La note ci-dessous signée Juan d’Oultremont raconte la genèse de ce projet, et le pourquoi du comment il est arrivé à prendre forme dans nos locaux, en bibliothèque universitaire.
" Je collectionne. Ça commence à se savoir. Mon obsession de la collection et ma pratique d’artiste ont fini par fusionner au point de produire une zone tectonique où l’activation de l’une par l’autre produit de l’inclassable.
Parmi mes 200 collections recensées, la plupart sont nées d’une intuition initiale, la rencontre avec un objet, un mot ou une image dont la potentialité appelait la série. D’autres ont fini par s’imposer à moi sans que je les aie vu venir. Presque malgré moi. Ma collection de cartons d’invitation d’expositions est de celles-là. Quand je parlai pour la première fois à ma compagne des quelque 10.000 cartons archivés par boîte de 450 que je conservais dans mon atelier, elle évoqua les premiers cartons qu’elle-même avait reçus et conservés un temps avant de s’en débarrasser faute de leur avoir trouvé si pas une fonction, au moins un statut - un avenir commun. Un rapport momentané à la conservation fréquent chez les gens équilibrés. Ce jour-là, je compris que beaucoup de mes collections étaient le résultat d’un sursaut déraisonnable qui, au moment où tout le monde les aurait abandonnées, me poussait à les continuer. C’est à l’instant où les autres se débarrassaient des cartons d'invitation qu’il me semblait important de passer dans une autre forme d’aventure où la simple compilation prenait la dimension plus irrationnelle, plus spéculative et surtout plus radicale de la collection. Au moment précis où son avenir devenait imprévisible.

ENREGISTREMENTS DE DONNÉES:
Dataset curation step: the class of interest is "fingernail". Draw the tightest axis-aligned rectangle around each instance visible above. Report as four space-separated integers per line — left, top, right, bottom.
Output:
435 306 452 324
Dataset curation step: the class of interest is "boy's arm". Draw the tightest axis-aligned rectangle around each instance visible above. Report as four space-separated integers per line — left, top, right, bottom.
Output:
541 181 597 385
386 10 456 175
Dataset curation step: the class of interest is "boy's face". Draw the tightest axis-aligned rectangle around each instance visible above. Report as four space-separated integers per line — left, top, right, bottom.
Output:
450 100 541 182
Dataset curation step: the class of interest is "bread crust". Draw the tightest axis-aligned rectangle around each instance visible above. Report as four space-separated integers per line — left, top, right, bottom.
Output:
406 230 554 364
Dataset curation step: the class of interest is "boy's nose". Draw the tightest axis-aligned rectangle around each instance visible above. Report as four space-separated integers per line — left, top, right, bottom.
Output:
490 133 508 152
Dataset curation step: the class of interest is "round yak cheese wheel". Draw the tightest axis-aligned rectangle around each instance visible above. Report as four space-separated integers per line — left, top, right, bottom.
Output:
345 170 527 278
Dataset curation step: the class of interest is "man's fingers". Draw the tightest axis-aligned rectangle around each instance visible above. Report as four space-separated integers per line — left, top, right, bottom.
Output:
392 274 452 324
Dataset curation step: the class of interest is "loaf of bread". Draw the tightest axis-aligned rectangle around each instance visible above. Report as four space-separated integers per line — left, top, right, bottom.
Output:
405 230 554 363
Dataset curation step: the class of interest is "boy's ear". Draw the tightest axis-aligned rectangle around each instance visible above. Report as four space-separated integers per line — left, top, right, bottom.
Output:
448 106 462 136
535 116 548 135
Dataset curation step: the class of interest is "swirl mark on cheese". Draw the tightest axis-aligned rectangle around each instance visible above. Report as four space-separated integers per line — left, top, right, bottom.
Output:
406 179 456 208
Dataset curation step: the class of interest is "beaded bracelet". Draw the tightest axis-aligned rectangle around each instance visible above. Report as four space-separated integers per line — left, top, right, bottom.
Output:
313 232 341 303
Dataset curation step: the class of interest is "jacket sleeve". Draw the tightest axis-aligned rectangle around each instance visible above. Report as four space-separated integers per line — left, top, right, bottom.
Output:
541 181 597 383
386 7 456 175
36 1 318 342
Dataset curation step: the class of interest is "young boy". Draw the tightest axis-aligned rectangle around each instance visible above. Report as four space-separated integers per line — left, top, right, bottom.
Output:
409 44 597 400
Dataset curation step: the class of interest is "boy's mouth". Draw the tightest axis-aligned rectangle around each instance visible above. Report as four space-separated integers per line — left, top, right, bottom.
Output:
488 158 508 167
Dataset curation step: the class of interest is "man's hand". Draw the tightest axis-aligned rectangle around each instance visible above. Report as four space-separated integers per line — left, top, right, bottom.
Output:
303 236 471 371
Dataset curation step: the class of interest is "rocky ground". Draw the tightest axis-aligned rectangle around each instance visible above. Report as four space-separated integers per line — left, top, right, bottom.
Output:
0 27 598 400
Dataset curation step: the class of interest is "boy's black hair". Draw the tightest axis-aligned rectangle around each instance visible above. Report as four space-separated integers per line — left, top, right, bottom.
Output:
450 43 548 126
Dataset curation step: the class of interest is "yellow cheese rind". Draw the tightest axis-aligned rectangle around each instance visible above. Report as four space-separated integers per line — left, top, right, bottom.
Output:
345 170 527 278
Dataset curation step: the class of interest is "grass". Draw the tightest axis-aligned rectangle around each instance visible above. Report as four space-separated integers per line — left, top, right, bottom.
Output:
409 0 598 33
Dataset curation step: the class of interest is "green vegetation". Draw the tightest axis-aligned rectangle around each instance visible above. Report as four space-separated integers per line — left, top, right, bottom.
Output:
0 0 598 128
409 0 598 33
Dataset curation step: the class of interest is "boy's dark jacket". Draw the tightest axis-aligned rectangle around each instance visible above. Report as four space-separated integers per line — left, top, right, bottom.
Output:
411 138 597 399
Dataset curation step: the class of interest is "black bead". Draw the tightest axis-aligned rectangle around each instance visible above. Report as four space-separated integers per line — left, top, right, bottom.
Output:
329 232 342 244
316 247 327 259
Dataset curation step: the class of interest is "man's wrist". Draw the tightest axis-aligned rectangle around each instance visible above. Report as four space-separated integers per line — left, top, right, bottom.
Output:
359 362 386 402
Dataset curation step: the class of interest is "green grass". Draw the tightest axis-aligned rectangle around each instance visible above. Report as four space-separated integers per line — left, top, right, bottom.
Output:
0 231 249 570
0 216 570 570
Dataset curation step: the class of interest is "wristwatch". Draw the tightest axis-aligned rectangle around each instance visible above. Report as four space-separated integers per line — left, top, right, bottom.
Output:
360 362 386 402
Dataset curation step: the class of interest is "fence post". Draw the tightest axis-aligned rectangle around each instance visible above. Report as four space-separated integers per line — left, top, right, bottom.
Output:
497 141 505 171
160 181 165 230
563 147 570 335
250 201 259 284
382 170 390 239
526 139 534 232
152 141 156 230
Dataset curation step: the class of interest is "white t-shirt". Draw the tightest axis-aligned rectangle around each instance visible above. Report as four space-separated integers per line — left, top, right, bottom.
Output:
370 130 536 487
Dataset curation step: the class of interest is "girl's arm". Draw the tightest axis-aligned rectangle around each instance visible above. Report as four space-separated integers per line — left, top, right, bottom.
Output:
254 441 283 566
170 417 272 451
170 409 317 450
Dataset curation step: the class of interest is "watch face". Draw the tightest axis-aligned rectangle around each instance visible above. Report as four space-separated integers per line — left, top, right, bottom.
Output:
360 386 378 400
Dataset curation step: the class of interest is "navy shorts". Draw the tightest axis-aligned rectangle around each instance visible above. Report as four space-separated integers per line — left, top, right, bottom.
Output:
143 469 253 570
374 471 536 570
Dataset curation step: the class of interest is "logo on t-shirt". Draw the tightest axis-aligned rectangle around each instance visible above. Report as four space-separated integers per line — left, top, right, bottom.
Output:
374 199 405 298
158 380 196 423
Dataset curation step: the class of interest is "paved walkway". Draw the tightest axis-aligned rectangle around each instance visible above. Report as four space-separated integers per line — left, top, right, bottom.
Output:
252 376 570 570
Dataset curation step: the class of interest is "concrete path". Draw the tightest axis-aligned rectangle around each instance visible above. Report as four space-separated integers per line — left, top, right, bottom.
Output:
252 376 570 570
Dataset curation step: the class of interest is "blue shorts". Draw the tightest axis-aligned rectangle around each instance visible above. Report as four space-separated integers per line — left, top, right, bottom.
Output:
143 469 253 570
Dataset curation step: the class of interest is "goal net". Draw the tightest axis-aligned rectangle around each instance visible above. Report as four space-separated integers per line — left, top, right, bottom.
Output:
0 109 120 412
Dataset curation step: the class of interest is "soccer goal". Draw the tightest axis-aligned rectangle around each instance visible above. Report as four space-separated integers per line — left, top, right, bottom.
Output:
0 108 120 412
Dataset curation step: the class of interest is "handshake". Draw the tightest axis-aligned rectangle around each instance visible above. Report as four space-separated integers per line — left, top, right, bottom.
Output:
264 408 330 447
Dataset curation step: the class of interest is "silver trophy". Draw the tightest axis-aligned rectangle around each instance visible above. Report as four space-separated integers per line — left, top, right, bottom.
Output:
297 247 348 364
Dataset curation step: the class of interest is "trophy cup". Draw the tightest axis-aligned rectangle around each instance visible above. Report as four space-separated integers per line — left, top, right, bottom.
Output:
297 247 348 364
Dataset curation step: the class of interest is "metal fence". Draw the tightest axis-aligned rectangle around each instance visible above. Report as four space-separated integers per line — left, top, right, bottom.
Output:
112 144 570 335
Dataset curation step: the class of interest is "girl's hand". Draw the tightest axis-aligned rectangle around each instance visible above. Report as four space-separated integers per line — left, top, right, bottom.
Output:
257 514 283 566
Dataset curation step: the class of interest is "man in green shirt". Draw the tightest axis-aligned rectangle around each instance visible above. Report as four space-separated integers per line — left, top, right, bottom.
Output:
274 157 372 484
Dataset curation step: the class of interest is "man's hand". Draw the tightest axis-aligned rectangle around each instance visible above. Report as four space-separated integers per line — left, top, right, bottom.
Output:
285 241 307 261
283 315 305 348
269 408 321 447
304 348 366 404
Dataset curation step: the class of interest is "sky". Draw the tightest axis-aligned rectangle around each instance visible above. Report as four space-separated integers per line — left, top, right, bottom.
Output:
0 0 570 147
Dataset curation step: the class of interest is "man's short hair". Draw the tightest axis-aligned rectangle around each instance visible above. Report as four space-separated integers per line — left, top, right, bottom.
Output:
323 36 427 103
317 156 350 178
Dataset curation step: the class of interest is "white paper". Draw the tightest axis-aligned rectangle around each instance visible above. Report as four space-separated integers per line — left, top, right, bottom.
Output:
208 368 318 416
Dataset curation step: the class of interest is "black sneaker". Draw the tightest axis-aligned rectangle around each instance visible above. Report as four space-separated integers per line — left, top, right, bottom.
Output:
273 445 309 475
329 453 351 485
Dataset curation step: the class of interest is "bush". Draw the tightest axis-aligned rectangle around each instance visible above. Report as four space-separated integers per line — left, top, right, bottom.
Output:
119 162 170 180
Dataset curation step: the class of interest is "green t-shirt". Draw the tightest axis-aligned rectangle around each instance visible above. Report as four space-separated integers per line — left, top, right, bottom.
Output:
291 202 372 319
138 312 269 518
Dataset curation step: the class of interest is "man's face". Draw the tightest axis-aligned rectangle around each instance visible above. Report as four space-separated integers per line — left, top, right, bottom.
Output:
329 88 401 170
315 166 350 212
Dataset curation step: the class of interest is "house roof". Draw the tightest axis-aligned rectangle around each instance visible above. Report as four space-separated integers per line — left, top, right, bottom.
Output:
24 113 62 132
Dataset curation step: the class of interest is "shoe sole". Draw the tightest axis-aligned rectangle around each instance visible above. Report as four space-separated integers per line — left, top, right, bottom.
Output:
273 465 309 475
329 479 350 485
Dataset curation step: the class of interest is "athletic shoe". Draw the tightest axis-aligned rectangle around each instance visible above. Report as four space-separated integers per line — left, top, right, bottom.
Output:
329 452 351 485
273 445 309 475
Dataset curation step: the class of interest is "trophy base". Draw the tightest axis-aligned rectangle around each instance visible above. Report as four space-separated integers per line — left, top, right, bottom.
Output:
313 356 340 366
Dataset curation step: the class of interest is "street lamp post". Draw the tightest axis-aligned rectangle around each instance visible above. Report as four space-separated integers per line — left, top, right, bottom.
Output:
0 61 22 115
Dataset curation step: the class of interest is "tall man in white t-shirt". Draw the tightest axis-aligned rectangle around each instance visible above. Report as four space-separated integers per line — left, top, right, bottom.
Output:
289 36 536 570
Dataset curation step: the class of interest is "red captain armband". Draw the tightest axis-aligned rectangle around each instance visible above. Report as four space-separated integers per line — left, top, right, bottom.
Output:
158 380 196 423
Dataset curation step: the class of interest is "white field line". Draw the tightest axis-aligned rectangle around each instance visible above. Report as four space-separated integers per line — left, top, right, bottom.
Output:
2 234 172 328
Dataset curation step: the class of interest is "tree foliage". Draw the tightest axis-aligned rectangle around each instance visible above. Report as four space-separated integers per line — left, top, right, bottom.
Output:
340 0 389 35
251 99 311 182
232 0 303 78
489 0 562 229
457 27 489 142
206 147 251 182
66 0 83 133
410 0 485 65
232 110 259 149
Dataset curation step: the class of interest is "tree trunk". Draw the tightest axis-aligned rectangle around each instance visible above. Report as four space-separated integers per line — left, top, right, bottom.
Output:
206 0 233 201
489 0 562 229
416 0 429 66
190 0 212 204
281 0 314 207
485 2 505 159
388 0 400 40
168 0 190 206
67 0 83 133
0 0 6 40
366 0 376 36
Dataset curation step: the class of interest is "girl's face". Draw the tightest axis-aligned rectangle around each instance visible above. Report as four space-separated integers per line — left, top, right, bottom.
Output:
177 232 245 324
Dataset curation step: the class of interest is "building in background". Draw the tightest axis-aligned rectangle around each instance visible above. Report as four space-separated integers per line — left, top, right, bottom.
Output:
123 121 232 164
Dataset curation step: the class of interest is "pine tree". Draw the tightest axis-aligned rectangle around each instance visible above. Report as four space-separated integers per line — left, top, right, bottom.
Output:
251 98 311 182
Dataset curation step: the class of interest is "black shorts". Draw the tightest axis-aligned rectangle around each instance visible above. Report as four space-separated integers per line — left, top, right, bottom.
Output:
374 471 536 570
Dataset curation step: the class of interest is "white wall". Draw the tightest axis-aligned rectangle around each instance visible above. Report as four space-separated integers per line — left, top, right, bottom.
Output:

CONSIGNE DONNÉE A: Selon le texte sur la collection de cartons d'invitation, par boîtes de combien de cartons ceux-ci sont-ils archivés ?
CONSIGNE DONNÉE B: Transcrivez fidèlement, dans le texte sur la collection de cartons d'invitation, le passage allant de « La note ci-dessous » jusqu'à « produit de l’inclassable. ».
Les enregistrements forment un matériau distinct du texte.

RÉPONSE COMPLÈTE A: Par boîtes de 450.

RÉPONSE COMPLÈTE B:
La note ci-dessous signée Juan d’Oultremont raconte la genèse de ce projet, et le pourquoi du comment il est arrivé à prendre forme dans nos locaux, en bibliothèque universitaire.
" Je collectionne. Ça commence à se savoir. Mon obsession de la collection et ma pratique d’artiste ont fini par fusionner au point de produire une zone tectonique où l’activation de l’une par l’autre produit de l’inclassable.